• _REQUIREMENT_: Could you reproduce the records word for word, everything from their very start down to and including the line that contains "xmin=206 ymin=141 xmax=255 ymax=166", with the pictures left out?

--- start ---

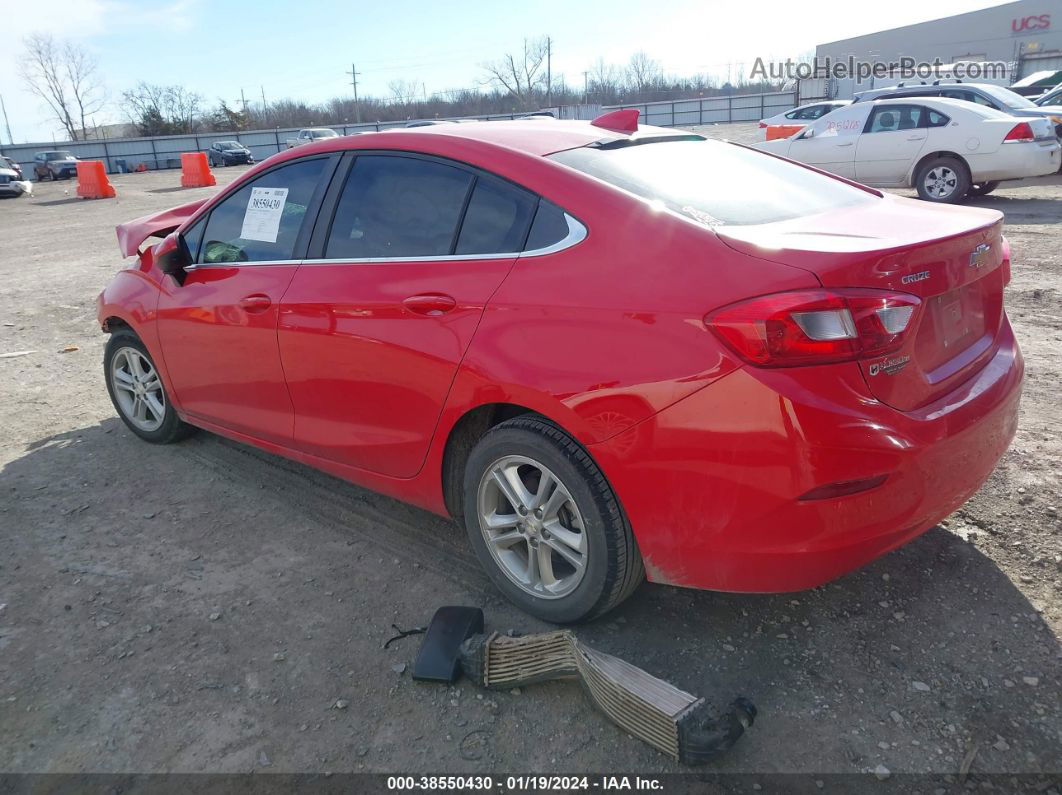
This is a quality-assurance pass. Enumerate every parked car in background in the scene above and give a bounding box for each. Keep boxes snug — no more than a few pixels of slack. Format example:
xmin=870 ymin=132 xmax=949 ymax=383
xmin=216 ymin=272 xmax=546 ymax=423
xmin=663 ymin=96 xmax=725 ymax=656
xmin=288 ymin=127 xmax=340 ymax=149
xmin=206 ymin=141 xmax=255 ymax=166
xmin=1010 ymin=69 xmax=1062 ymax=99
xmin=853 ymin=83 xmax=1062 ymax=137
xmin=0 ymin=155 xmax=22 ymax=179
xmin=98 ymin=109 xmax=1025 ymax=623
xmin=33 ymin=150 xmax=78 ymax=179
xmin=754 ymin=97 xmax=1060 ymax=203
xmin=1032 ymin=86 xmax=1062 ymax=107
xmin=759 ymin=100 xmax=852 ymax=141
xmin=0 ymin=157 xmax=33 ymax=196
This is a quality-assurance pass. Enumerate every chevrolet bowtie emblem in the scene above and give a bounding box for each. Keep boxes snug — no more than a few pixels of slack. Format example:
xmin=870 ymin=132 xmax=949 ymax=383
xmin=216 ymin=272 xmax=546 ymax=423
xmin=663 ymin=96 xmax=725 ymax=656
xmin=970 ymin=243 xmax=992 ymax=267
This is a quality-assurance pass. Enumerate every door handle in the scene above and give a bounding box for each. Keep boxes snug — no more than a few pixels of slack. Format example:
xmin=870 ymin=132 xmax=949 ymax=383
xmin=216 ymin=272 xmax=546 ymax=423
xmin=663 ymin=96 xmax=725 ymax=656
xmin=240 ymin=293 xmax=273 ymax=314
xmin=402 ymin=293 xmax=458 ymax=317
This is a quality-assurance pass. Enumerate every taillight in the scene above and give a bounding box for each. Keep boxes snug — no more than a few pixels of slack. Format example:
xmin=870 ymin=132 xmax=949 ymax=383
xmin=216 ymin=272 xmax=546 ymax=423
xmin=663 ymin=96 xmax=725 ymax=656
xmin=1003 ymin=121 xmax=1037 ymax=143
xmin=999 ymin=235 xmax=1010 ymax=287
xmin=704 ymin=289 xmax=922 ymax=367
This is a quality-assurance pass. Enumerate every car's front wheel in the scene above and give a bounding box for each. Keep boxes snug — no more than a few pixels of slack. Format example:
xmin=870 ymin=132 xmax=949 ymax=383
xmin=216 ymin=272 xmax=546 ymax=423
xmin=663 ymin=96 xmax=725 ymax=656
xmin=464 ymin=416 xmax=645 ymax=623
xmin=967 ymin=183 xmax=999 ymax=196
xmin=914 ymin=157 xmax=970 ymax=204
xmin=103 ymin=329 xmax=195 ymax=445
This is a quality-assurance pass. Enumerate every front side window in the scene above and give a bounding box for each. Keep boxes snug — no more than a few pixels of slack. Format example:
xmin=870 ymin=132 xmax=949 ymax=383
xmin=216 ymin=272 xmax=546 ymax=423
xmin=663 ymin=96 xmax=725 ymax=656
xmin=325 ymin=155 xmax=473 ymax=259
xmin=198 ymin=157 xmax=328 ymax=264
xmin=922 ymin=107 xmax=952 ymax=127
xmin=552 ymin=140 xmax=878 ymax=226
xmin=866 ymin=105 xmax=922 ymax=133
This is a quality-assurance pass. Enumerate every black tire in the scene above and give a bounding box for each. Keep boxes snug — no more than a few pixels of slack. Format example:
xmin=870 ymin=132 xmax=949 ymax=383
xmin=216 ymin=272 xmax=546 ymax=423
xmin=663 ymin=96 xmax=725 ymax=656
xmin=914 ymin=156 xmax=970 ymax=204
xmin=463 ymin=415 xmax=645 ymax=624
xmin=103 ymin=329 xmax=195 ymax=445
xmin=966 ymin=183 xmax=999 ymax=196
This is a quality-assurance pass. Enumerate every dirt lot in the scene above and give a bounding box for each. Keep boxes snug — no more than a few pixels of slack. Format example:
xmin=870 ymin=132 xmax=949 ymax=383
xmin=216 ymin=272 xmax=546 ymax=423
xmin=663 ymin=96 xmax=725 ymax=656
xmin=0 ymin=125 xmax=1062 ymax=788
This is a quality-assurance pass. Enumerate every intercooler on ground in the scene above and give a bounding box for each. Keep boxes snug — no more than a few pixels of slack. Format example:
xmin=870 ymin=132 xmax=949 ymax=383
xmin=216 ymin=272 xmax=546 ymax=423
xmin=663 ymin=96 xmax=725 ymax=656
xmin=460 ymin=629 xmax=756 ymax=764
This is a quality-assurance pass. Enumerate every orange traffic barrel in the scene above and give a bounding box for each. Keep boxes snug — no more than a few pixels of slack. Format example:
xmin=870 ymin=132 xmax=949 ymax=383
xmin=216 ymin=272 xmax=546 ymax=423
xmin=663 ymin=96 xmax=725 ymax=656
xmin=181 ymin=152 xmax=218 ymax=188
xmin=78 ymin=160 xmax=117 ymax=198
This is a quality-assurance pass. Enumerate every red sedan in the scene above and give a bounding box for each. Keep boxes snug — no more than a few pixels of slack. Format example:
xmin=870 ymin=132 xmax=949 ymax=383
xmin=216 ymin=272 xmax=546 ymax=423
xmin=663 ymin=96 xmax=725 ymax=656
xmin=99 ymin=111 xmax=1023 ymax=622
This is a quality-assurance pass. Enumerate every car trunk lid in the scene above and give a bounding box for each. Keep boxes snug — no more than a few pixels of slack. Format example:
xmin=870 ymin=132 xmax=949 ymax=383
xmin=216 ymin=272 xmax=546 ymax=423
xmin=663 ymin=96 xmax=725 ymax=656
xmin=716 ymin=195 xmax=1005 ymax=411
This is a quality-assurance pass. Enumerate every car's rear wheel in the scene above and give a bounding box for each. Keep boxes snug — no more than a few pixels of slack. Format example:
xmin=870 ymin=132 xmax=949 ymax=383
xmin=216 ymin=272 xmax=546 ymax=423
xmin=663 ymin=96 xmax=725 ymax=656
xmin=103 ymin=329 xmax=195 ymax=445
xmin=464 ymin=417 xmax=645 ymax=623
xmin=966 ymin=183 xmax=999 ymax=196
xmin=914 ymin=157 xmax=970 ymax=204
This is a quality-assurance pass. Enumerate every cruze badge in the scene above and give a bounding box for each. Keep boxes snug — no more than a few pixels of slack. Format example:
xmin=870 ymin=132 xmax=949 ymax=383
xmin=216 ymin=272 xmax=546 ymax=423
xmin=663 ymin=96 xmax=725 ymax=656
xmin=868 ymin=356 xmax=911 ymax=376
xmin=970 ymin=243 xmax=992 ymax=267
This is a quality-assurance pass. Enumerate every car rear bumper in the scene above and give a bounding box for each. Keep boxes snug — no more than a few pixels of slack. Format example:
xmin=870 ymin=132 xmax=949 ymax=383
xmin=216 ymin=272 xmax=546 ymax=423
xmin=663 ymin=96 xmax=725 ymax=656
xmin=970 ymin=141 xmax=1062 ymax=183
xmin=590 ymin=314 xmax=1024 ymax=592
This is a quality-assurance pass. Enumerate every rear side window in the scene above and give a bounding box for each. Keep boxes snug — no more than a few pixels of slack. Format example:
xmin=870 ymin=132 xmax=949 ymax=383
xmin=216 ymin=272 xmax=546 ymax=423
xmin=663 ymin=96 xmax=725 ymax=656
xmin=325 ymin=155 xmax=473 ymax=259
xmin=524 ymin=198 xmax=568 ymax=252
xmin=552 ymin=140 xmax=877 ymax=226
xmin=453 ymin=176 xmax=535 ymax=254
xmin=199 ymin=157 xmax=328 ymax=264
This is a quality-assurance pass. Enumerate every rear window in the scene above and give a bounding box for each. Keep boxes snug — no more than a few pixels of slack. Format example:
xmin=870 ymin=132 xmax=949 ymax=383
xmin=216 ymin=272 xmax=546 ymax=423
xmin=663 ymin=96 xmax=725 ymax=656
xmin=550 ymin=140 xmax=877 ymax=226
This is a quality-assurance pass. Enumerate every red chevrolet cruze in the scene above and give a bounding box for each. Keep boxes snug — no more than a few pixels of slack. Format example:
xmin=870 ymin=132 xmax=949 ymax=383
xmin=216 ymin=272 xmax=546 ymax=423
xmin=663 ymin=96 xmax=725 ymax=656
xmin=99 ymin=111 xmax=1023 ymax=622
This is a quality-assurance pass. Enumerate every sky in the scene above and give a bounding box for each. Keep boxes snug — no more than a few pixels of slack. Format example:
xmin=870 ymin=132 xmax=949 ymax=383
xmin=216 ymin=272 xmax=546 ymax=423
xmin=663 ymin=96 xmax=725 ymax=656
xmin=0 ymin=0 xmax=1000 ymax=143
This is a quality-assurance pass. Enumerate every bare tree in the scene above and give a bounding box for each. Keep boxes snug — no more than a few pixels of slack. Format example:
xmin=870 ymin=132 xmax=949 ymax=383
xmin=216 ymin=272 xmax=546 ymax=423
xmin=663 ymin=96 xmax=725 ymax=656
xmin=122 ymin=81 xmax=203 ymax=135
xmin=388 ymin=80 xmax=425 ymax=105
xmin=482 ymin=36 xmax=548 ymax=107
xmin=63 ymin=41 xmax=107 ymax=138
xmin=586 ymin=58 xmax=623 ymax=103
xmin=627 ymin=50 xmax=664 ymax=94
xmin=18 ymin=33 xmax=105 ymax=141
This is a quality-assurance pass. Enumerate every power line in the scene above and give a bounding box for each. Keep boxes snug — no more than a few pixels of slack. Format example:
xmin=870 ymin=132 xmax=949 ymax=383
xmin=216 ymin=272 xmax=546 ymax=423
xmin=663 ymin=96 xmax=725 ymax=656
xmin=347 ymin=64 xmax=361 ymax=124
xmin=0 ymin=93 xmax=15 ymax=146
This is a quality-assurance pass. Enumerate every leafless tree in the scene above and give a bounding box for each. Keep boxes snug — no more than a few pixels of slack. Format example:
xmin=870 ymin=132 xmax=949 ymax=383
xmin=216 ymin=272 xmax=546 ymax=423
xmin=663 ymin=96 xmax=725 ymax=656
xmin=586 ymin=58 xmax=623 ymax=103
xmin=388 ymin=80 xmax=425 ymax=105
xmin=482 ymin=36 xmax=548 ymax=107
xmin=627 ymin=50 xmax=664 ymax=94
xmin=122 ymin=81 xmax=203 ymax=135
xmin=18 ymin=33 xmax=105 ymax=141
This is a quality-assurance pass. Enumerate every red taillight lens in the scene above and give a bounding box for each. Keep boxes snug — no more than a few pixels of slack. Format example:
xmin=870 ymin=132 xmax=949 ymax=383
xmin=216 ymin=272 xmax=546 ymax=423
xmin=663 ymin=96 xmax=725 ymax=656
xmin=1003 ymin=121 xmax=1037 ymax=143
xmin=704 ymin=289 xmax=921 ymax=367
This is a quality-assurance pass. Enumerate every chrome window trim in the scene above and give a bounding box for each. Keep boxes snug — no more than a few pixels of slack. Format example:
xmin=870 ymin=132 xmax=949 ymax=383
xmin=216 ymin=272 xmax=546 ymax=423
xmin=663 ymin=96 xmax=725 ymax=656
xmin=293 ymin=212 xmax=587 ymax=265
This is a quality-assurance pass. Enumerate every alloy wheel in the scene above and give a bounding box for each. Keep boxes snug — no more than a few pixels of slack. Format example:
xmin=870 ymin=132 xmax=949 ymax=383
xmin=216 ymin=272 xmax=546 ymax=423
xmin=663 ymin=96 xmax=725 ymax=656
xmin=478 ymin=455 xmax=588 ymax=599
xmin=110 ymin=347 xmax=166 ymax=433
xmin=922 ymin=166 xmax=959 ymax=198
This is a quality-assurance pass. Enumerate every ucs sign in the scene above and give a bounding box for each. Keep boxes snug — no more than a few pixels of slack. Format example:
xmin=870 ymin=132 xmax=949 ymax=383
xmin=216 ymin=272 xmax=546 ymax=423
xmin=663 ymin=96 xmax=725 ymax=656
xmin=1010 ymin=14 xmax=1051 ymax=33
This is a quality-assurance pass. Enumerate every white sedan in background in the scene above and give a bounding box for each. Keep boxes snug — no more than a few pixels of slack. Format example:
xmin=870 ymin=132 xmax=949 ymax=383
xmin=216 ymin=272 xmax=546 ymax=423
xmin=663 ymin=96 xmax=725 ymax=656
xmin=753 ymin=97 xmax=1060 ymax=203
xmin=759 ymin=100 xmax=852 ymax=141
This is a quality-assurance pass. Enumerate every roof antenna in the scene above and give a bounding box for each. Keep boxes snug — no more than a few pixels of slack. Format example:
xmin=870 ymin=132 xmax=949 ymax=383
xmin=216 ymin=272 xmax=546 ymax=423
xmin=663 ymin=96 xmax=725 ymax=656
xmin=590 ymin=108 xmax=638 ymax=133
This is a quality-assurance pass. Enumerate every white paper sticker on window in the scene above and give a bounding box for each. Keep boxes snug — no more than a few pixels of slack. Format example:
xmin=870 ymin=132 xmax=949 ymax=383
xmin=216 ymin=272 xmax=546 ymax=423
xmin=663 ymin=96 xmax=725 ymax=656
xmin=240 ymin=188 xmax=288 ymax=243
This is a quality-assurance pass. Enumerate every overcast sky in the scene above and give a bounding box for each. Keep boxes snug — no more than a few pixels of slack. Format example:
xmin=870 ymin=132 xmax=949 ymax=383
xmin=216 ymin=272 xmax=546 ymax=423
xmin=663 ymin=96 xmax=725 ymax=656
xmin=0 ymin=0 xmax=1000 ymax=143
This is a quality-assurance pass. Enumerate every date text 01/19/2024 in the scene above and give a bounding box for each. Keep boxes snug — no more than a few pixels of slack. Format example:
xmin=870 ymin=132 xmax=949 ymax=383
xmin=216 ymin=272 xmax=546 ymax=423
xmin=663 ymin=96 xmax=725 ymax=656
xmin=388 ymin=775 xmax=664 ymax=792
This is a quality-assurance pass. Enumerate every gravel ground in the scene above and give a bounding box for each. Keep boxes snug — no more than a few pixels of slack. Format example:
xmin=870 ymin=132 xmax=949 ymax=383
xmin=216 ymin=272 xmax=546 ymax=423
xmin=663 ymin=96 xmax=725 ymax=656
xmin=0 ymin=125 xmax=1062 ymax=776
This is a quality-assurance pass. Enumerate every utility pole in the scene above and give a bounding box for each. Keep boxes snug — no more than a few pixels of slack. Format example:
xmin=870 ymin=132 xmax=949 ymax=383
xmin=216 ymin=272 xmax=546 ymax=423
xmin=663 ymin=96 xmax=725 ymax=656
xmin=546 ymin=36 xmax=553 ymax=107
xmin=347 ymin=64 xmax=361 ymax=124
xmin=0 ymin=93 xmax=15 ymax=146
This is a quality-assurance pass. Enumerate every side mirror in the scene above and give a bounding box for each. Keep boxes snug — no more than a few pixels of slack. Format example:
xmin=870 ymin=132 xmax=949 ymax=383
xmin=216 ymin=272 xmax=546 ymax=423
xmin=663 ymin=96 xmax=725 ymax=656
xmin=155 ymin=231 xmax=192 ymax=279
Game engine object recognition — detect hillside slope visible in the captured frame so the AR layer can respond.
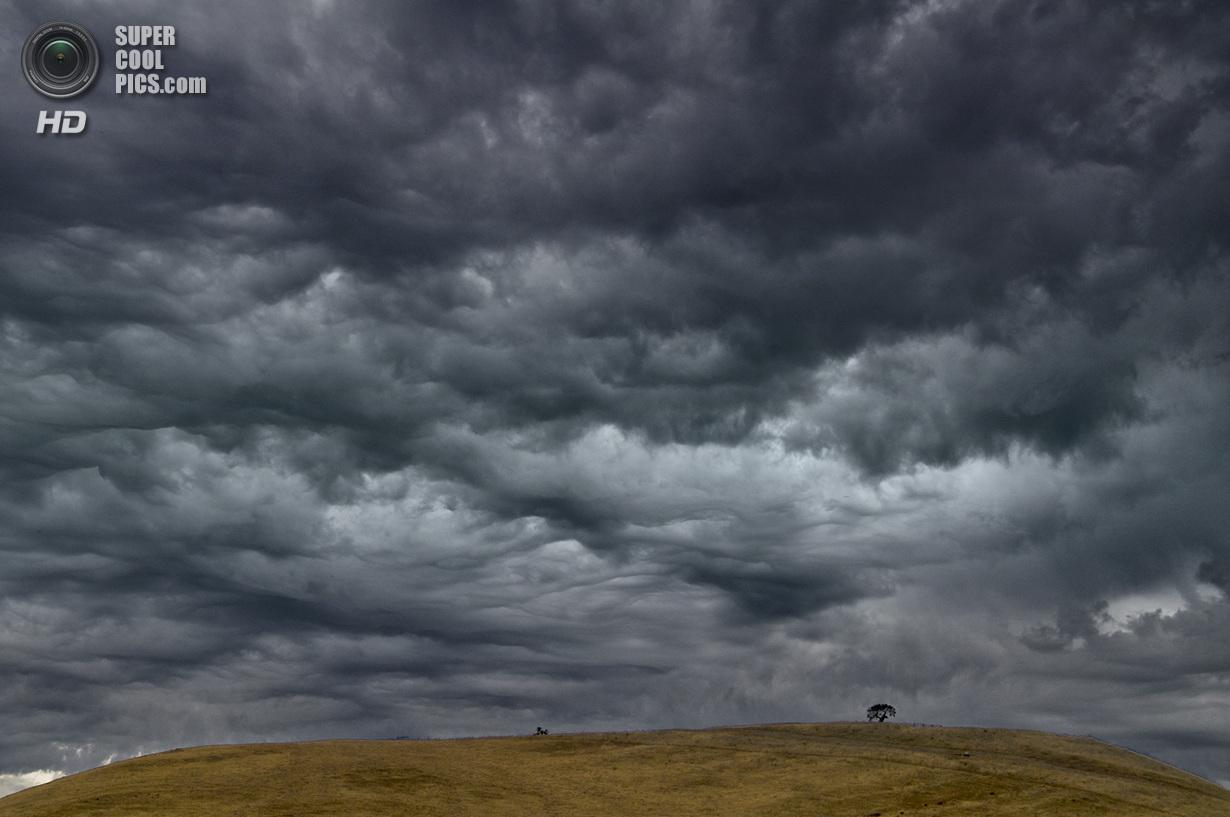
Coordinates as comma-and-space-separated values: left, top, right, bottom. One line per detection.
0, 723, 1230, 817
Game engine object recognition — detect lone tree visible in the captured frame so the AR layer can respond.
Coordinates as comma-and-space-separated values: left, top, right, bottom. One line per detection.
867, 704, 897, 723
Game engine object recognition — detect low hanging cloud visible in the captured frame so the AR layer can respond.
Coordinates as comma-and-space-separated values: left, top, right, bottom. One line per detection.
0, 0, 1230, 787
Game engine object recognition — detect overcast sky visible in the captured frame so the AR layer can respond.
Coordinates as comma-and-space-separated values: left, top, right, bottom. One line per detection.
0, 0, 1230, 790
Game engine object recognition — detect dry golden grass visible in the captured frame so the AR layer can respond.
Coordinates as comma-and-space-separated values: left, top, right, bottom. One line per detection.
0, 723, 1230, 817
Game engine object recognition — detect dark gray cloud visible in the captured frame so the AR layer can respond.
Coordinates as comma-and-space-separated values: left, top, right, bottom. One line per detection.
0, 0, 1230, 785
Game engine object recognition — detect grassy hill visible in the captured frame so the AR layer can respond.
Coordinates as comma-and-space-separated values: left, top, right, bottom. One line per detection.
0, 723, 1230, 817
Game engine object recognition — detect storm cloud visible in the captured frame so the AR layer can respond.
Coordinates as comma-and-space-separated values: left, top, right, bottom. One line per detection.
0, 0, 1230, 787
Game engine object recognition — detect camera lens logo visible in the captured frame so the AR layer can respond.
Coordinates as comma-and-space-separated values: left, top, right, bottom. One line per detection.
21, 22, 100, 100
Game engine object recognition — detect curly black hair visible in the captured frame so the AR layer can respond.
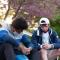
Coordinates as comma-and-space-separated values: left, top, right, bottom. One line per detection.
11, 17, 28, 30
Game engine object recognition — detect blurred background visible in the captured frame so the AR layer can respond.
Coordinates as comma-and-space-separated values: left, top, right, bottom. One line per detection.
0, 0, 60, 36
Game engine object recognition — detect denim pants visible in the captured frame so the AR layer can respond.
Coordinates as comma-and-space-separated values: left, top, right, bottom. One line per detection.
16, 55, 29, 60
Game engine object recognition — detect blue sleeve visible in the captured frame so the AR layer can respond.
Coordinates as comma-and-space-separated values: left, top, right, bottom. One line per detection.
31, 31, 40, 49
0, 31, 19, 47
21, 34, 33, 48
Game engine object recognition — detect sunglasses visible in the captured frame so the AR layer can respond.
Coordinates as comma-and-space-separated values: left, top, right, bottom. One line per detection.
40, 24, 48, 27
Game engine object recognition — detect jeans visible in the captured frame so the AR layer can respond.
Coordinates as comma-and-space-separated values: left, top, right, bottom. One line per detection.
16, 55, 29, 60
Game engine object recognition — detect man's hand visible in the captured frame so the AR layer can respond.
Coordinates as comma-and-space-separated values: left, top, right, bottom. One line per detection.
19, 43, 31, 55
42, 44, 52, 49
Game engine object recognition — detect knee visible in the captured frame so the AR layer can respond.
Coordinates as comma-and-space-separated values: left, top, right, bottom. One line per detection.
3, 43, 12, 49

--- end ---

• _ANSWER FOR THE TASK_:
This is a quality-assurance pass. Enumerate every parked car in background in the scene above and give a bounding box for each. Keep boxes snug — no more than a few pixels of slack. Format example:
xmin=870 ymin=132 xmax=949 ymax=383
xmin=216 ymin=272 xmax=546 ymax=423
xmin=663 ymin=96 xmax=725 ymax=656
xmin=288 ymin=127 xmax=340 ymax=149
xmin=206 ymin=141 xmax=255 ymax=166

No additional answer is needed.